## [Materials provided]
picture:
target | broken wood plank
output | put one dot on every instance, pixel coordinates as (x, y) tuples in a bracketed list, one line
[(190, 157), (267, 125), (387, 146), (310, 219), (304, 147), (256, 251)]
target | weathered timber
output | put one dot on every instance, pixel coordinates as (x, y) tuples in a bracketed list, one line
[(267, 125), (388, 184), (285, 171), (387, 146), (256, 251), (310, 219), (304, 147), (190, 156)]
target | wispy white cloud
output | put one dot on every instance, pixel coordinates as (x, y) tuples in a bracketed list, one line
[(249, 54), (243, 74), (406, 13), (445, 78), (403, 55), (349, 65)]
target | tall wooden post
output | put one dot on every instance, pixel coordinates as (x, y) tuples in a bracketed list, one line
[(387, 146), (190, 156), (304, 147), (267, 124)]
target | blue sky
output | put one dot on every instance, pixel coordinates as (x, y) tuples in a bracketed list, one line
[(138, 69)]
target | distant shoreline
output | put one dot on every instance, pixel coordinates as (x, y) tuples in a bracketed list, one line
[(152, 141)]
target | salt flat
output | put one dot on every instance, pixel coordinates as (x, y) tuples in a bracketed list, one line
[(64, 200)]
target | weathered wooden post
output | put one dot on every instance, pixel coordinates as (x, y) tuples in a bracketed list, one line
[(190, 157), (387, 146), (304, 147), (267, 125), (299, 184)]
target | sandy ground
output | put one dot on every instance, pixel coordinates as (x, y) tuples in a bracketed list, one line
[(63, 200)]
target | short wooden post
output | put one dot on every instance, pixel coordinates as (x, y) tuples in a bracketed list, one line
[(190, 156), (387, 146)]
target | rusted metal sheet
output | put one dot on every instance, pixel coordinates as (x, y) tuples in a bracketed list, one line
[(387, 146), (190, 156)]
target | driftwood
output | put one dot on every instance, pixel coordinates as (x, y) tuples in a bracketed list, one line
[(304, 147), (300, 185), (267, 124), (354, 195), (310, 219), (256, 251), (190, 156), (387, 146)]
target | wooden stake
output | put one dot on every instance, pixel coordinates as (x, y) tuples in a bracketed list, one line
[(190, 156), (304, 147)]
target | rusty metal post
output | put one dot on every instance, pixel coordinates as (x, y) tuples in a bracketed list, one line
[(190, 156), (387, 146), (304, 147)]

## [Work item]
Restate all of the material exactly.

## [Reply to the task]
picture:
target | broken wood plank
output | put one dot on every instance, pixel coordinates as (x, y) tuples in a bracketed list, one line
[(190, 157), (267, 125), (387, 146), (310, 219), (304, 147), (256, 251)]
target | weathered timber
output | put one dot on every instance, pixel coordinates as (x, y) tuples in a bracketed list, one line
[(267, 125), (388, 184), (285, 171), (387, 146), (256, 251), (310, 219), (304, 147), (190, 156)]
target | wispy white cloud
output | put one dot on every instance, pixel coordinates as (x, y) tuples in a bracketed list, one line
[(249, 54), (243, 74), (406, 13), (445, 78), (403, 55), (349, 65)]
target | tall wooden post
output | put one dot on every instance, pixel coordinates as (x, y) tuples in a bracketed list, one line
[(387, 146), (190, 156), (304, 147), (267, 124)]
target | blue sky
output | put one dot on every instance, pixel coordinates as (x, y) tuples in a bracketed list, one line
[(138, 69)]
target | distant shoreline
output | put one dot on every instance, pixel coordinates as (x, y) tuples in a bracketed list, one line
[(152, 141)]
target | salt flat
output | put one dot on every instance, pixel coordinates as (x, y) tuples in a bracketed list, one line
[(64, 200)]
target | weathered wooden post
output | put one dot on every instance, pixel coordinates as (x, y) tuples in a bracketed list, one line
[(190, 157), (387, 146), (304, 147), (267, 125), (299, 184)]
target | sandy ground
output | put one dot on every instance, pixel coordinates as (x, y) tuples in a bracketed list, one line
[(63, 200)]
target | short wooden post
output | put one dot on every instance, pixel coordinates as (x, y) tuples in a bracketed list, one line
[(190, 156), (387, 146)]
target | rusted metal sheet
output | put one dot on every instance, pixel coordinates as (x, y) tuples in a bracketed list, one line
[(387, 146), (190, 156)]
target | driftwood
output | put one dot on every instance, pixel coordinates as (x, y) tuples in a bracketed list, one line
[(304, 147), (300, 185), (267, 124), (354, 195), (310, 219), (256, 251), (190, 156), (387, 146)]
target | wooden stake
output | put one dot on every instance, pixel coordinates as (x, y) tuples in a bracketed list, one line
[(190, 156), (304, 147)]
target | rusty metal post
output | put one dot on every instance, pixel coordinates as (x, y) tuples in a bracketed list, one line
[(190, 156), (387, 146), (304, 147)]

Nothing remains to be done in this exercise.